People with type 2 diabetes with regular meetings more likely to take medication
People with type 2 diabetes can benefit from better education about their condition from frequent contact with healthcare professionals.
A newly published study has found that people with health conditions including type 2 diabetes and cardiovascular disease are more likely to respond to recommended treatments following appointments with their healthcare professionals.
Researchers from Leicester funded by the NIHR Applied Research Collaboration (ARC) East Midlands reviewed 34 studies looking at ways to ensure people with the two conditions abide by their medication schedule. The results were recently published in BMJ Open.
The findings showed that people with type 2 diabetes and / or cardiovascular disease were more like to take prescribed medication if they had regular contact with a healthcare professional and education about their condition.
In addition to investigating the best ways to improve rates of people taking prescribed medications, the team compared the impact of structured trials to research evaluating the effectiveness of interventions in real-life.
Researchers found that interventions featuring an element of education alongside regular time with a healthcare professional “showed the most promise”.
Researchers concluded: “Frequent engagement with the healthcare team may trigger behavioural change or act as a reminder to undertake the behaviour.”
When analysing the differences between explanatory and pragmatic studies, the outcomes suggested that the effectiveness was comparable, suggesting that “findings can be transferred from idealised to real-world conditions”.
On the back of this study, the researchers have called for further guidance to be developed to assist researchers in characterising and scoring studies.
Professor Kamlesh Khunti, Director of NIHR ARC East Midlands and Professor of Primary Care, Diabetes and Vascular Medicine at the University of Leicester, said: “Overall multifaceted interventions which included an element of education alongside regular patient contact or follow-up showed the most promise. Effectiveness of interventions between pragmatic and explanatory trials were comparable, suggesting that findings can be transferred from idealised to real-world conditions.
“With regard to trial design, recently there has been a focus on designing trials that are pragmatic and therefore more representative of ‘real life’. The findings from this review suggest that the effectiveness of interventions between pragmatic and explanatory trials was comparable, suggesting that findings can be transferred from idealised to real-word conditions.”
ARC East Midlands is hosted by Nottinghamshire Healthcare NHS Foundation Trust and works in collaboration with the East Midlands Academic Health Science Network. It has bases at University of Leicester and University of Nottingham.

Dataset entries
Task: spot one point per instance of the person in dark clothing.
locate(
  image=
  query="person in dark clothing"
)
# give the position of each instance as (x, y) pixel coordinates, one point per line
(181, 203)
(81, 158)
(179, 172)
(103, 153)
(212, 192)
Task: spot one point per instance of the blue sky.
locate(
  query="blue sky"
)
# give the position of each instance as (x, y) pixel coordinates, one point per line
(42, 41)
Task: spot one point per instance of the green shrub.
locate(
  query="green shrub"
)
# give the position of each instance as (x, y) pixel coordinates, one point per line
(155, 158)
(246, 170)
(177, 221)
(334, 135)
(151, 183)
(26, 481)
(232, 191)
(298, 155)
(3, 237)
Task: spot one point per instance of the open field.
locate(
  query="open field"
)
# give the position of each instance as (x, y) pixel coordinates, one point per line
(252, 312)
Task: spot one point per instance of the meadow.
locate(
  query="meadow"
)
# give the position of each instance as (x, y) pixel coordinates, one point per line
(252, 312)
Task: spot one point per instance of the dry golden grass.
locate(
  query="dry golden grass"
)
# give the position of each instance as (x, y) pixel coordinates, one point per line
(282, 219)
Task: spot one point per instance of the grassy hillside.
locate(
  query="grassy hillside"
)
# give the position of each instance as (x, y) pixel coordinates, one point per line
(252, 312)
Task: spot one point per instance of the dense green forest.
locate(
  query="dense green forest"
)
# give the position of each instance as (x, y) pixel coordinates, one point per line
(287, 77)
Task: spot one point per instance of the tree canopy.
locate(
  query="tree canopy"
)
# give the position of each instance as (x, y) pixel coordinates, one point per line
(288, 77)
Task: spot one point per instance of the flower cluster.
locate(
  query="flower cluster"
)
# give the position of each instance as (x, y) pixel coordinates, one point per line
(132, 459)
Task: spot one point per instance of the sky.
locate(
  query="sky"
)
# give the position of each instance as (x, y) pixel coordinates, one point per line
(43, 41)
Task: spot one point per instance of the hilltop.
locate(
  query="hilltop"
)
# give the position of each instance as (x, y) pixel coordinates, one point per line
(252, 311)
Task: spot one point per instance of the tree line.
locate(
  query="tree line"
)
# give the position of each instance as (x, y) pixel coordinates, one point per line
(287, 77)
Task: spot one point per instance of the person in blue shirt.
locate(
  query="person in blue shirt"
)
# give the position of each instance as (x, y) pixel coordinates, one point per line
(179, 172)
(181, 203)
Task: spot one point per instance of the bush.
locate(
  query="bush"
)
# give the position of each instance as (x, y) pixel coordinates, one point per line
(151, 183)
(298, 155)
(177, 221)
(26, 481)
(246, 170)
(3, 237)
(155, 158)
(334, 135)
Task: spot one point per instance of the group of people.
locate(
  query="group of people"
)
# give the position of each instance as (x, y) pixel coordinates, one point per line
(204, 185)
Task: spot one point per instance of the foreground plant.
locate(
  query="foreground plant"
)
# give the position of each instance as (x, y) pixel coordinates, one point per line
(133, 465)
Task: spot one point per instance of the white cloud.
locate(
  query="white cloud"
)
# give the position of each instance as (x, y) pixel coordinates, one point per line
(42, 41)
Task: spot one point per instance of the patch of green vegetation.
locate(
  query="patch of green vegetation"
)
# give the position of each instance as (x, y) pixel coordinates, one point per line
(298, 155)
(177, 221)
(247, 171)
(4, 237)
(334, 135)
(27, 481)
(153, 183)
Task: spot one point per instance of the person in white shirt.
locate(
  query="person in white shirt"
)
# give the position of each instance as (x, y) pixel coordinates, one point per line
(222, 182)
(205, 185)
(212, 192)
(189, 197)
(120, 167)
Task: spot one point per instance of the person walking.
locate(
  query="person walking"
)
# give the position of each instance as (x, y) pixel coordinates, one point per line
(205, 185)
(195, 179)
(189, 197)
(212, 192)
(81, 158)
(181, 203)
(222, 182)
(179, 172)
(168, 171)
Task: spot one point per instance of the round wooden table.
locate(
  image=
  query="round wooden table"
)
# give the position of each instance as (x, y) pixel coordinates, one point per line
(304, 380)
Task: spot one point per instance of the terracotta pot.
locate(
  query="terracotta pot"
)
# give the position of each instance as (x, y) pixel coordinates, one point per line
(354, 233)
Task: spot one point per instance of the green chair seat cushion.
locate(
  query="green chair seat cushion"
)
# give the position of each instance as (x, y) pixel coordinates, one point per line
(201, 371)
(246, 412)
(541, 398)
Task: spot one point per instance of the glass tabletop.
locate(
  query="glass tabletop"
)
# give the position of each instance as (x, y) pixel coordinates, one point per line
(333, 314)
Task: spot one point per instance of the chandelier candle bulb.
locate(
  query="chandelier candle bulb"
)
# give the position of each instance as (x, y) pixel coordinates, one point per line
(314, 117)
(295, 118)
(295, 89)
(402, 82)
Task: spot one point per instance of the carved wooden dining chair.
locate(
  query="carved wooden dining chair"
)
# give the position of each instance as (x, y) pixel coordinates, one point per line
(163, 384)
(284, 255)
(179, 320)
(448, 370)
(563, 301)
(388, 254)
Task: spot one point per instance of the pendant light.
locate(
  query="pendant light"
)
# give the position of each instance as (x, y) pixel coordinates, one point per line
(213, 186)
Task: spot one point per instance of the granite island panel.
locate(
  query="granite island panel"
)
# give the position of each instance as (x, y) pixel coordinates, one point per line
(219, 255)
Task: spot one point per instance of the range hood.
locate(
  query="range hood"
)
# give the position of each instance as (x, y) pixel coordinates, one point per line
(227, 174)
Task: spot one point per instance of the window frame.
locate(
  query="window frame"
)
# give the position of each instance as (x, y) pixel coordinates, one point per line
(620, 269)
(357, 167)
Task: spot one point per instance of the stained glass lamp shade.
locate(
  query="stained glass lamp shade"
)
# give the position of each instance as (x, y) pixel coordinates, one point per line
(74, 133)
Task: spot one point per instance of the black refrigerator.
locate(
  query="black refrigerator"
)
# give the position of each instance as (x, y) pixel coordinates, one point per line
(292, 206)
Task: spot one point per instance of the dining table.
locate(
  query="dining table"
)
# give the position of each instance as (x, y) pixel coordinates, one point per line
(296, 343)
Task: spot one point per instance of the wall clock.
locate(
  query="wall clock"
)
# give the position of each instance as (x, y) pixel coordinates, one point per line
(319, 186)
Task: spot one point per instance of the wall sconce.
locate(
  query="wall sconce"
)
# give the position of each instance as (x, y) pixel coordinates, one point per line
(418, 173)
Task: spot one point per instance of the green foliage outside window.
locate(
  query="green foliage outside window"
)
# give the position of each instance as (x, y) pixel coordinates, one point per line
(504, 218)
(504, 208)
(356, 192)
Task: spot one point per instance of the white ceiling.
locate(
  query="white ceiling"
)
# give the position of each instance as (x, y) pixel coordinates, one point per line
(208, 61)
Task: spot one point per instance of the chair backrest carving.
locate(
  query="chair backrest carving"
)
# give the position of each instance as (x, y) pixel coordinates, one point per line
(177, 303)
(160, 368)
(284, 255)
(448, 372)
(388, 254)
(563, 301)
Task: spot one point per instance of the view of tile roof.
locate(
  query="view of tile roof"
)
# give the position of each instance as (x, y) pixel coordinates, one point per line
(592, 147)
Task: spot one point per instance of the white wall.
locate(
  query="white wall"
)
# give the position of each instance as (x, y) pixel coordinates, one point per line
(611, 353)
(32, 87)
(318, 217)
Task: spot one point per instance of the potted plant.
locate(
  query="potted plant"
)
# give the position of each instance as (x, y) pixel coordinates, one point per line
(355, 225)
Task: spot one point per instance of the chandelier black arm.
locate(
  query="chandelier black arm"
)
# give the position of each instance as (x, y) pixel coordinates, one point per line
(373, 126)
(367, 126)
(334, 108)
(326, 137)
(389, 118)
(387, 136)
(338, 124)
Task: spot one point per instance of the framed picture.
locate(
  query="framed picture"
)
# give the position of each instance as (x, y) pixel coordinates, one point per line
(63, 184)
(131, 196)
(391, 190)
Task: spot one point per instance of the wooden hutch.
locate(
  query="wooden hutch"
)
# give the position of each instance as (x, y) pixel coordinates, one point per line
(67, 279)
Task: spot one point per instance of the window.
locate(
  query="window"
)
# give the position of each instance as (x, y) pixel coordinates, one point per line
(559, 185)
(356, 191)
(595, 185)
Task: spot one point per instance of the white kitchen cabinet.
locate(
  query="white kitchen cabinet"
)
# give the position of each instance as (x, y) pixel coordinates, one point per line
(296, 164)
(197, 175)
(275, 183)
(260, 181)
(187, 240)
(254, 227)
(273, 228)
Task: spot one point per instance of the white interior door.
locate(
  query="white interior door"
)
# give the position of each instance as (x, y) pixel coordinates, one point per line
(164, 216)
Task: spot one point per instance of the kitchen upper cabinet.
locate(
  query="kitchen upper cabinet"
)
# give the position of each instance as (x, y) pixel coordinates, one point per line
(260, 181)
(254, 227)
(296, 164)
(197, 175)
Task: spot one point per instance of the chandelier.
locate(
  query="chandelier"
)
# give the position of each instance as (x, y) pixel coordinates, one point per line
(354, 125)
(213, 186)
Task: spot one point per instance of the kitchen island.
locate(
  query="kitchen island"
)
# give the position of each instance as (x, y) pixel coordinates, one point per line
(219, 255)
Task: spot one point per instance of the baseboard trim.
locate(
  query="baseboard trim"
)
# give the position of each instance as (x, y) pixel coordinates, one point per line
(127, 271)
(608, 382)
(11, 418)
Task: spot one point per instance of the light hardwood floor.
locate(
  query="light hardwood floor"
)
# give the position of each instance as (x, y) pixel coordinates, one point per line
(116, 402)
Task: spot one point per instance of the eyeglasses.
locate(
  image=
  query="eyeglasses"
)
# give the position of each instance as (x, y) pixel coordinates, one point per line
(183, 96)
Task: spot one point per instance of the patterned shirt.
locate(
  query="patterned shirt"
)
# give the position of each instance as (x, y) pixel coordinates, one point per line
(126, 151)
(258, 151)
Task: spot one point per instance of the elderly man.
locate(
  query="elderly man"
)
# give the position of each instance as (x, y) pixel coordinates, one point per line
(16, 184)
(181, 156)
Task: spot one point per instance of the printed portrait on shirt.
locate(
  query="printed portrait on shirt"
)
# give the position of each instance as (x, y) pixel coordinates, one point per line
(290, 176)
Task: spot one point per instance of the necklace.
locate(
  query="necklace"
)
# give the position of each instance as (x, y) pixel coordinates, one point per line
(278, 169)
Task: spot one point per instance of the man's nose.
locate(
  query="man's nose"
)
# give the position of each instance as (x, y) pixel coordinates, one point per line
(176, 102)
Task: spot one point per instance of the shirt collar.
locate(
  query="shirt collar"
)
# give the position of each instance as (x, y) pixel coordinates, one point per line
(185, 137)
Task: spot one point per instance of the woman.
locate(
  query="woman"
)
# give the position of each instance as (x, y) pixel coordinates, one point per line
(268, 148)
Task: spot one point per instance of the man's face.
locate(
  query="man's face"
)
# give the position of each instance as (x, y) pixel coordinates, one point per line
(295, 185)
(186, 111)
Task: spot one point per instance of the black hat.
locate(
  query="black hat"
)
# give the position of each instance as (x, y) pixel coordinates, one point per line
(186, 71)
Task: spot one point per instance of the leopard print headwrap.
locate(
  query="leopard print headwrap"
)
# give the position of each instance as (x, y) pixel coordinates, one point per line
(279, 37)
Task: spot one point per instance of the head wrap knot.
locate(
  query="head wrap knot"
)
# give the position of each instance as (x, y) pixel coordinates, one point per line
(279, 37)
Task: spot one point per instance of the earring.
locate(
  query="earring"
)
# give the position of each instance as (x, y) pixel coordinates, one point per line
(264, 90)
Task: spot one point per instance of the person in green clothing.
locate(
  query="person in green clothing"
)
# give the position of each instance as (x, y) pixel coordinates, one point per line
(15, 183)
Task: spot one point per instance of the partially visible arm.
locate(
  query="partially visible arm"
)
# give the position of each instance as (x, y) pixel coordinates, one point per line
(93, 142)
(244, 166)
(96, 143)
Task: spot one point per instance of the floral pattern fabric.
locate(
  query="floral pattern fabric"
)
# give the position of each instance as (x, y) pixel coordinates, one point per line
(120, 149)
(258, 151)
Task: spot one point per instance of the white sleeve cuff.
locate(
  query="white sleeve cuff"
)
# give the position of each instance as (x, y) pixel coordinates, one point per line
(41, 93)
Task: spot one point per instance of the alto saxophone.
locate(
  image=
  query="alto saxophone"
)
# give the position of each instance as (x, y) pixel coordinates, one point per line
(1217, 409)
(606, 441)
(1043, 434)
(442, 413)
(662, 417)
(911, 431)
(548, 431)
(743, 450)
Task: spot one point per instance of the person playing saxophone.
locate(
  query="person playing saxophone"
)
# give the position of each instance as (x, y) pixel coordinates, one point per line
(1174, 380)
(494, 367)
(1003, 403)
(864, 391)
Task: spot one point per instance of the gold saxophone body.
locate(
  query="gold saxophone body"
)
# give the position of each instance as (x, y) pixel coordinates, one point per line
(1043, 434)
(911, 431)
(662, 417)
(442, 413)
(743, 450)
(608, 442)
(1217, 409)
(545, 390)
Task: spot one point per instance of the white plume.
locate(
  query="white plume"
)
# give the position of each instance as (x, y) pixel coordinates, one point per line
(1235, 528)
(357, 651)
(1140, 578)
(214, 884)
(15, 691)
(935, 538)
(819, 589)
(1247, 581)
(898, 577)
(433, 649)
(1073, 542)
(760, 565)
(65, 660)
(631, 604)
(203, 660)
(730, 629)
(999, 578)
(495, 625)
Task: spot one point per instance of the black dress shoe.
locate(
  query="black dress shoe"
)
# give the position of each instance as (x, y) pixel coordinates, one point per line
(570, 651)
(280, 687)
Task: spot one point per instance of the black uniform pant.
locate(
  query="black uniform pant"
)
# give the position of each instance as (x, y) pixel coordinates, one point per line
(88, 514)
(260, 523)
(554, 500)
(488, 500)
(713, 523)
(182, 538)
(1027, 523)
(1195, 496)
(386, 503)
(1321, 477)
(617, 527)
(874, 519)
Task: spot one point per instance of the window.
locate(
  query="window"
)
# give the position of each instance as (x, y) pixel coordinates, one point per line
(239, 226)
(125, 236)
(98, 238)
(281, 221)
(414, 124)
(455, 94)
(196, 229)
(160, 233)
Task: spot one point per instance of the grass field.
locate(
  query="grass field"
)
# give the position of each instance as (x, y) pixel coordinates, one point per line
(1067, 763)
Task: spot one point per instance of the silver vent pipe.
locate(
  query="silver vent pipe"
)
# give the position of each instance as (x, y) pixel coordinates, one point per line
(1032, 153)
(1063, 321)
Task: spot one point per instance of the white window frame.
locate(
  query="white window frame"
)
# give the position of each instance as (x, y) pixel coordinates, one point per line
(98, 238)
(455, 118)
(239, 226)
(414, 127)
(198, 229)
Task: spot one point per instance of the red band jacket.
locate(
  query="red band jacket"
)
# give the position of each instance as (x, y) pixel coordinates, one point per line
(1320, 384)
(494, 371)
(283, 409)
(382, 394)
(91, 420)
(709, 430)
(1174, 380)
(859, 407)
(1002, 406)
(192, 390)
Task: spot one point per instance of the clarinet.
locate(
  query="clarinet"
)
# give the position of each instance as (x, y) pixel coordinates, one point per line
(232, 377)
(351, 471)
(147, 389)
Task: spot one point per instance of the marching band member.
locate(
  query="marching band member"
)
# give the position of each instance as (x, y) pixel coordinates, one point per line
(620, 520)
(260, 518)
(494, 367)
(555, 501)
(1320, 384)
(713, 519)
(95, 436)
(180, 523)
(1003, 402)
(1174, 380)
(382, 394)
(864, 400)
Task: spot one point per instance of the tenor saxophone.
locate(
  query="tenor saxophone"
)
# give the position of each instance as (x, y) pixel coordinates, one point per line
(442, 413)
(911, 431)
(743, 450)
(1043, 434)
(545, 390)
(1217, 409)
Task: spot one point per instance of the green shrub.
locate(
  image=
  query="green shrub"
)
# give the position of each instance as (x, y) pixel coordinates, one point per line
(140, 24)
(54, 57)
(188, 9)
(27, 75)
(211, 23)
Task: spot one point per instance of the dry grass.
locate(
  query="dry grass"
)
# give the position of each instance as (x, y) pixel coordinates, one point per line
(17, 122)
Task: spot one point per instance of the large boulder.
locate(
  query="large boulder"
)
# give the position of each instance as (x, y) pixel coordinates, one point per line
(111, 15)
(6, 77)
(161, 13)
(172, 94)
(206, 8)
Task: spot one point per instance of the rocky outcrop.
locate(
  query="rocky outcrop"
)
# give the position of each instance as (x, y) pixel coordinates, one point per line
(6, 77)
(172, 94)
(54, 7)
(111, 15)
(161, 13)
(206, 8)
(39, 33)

How to complete this task
Please set down the stretch of the diabetes article from "Researchers found that" through "and scoring studies.", word for word. The records are material separate from the diabetes article.

Written answer
Researchers found that interventions featuring an element of education alongside regular time with a healthcare professional “showed the most promise”.
Researchers concluded: “Frequent engagement with the healthcare team may trigger behavioural change or act as a reminder to undertake the behaviour.”
When analysing the differences between explanatory and pragmatic studies, the outcomes suggested that the effectiveness was comparable, suggesting that “findings can be transferred from idealised to real-world conditions”.
On the back of this study, the researchers have called for further guidance to be developed to assist researchers in characterising and scoring studies.